= Problem 1 =
Reproduce the stretch of the ballast email from "Hugo Marrero <HMarrero@hboi.edu>" through "S S rule..." word for word.
= Problem 2 =
Rewrite the paragraph of the ballast email that begins "Forget the scuba tank but use the idea" as a short bulleted list that keeps its main facts.
= Problem 3 =
In the ballast email, how does Hugo describe the changes in buoyancy of a scuba tank?

= Text excerpt =
..........
Forget the scuba tank but use the idea....it works great for a hard ballast system....take a tube out side the pressure vessel and put a free floating piston inside the tube....pump oil into the tube and it will move the piston.  this creates a volume change in regards to the pressure vessel and is infinitely adjustable..the ambient water pressure will push the piston back to negative buoyancy by displacing the oil back into the reservoir inside the pressure vessel when a valve is opened..the pump from any Hyd. jack off a Kmart shelf will do the trick...Maybe I don't understand what your trying to acomplish with the scuba tank thing.......Dave...

Hugo Marrero <HMarrero@hboi.edu> wrote:
Bill,
 
The changes in buoyancy of a scuba tank is negligible for all practical purposes. Remember... the  K I S S rule...
 
Hugo
 
-----Original Message-----
From: Akins [mailto:lakins1@tampabay.rr.com]
Sent: Monday, January 02, 2006 5:52 AM
To: personal_submersibles@psubs.org
Subject: [PSUBS-MAILIST] Compressable ballast tanks

Hi fellas.
..........
= Data excerpts =
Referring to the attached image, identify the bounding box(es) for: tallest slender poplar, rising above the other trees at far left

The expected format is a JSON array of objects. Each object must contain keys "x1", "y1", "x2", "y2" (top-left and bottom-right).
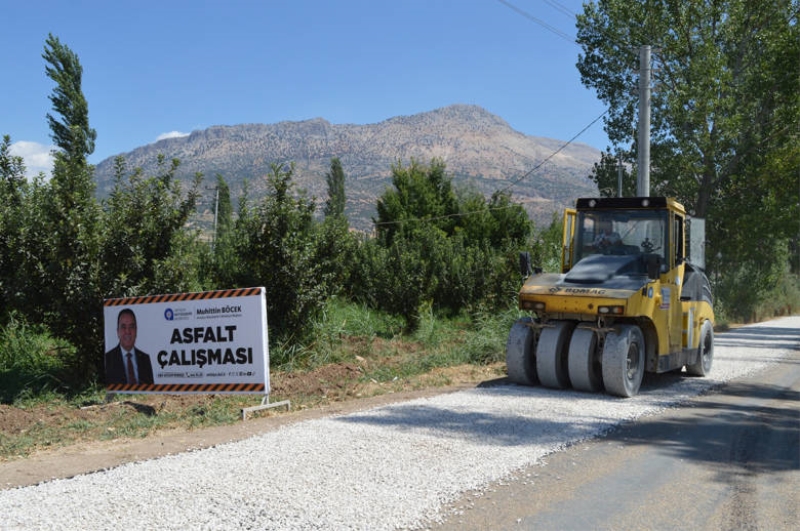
[{"x1": 39, "y1": 34, "x2": 102, "y2": 373}]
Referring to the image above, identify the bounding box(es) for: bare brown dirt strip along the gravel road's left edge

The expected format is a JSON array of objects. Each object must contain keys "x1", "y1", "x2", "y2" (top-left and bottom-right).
[{"x1": 0, "y1": 364, "x2": 499, "y2": 489}]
..........
= Output 1 =
Hugo Marrero <HMarrero@hboi.edu> wrote:
Bill,
 
The changes in buoyancy of a scuba tank is negligible for all practical purposes. Remember... the  K I S S rule...

= Output 2 =
- Drop the scuba tank but use its idea, which works well for a hard ballast system.
- Put a tube outside the pressure vessel with a free-floating piston inside it.
- Pumping oil into the tube moves the piston. This changes the volume relative to the pressure vessel and can be adjusted without limit.
- When a valve is opened, ambient water pressure pushes the piston back and returns the oil to the reservoir inside the pressure vessel, restoring negative buoyancy.
- The pump from any hydraulic jack off a Kmart shelf will work.
- Dave isn't sure what the scuba tank approach is meant to accomplish.

= Output 3 =
He calls them negligible for all practical purposes.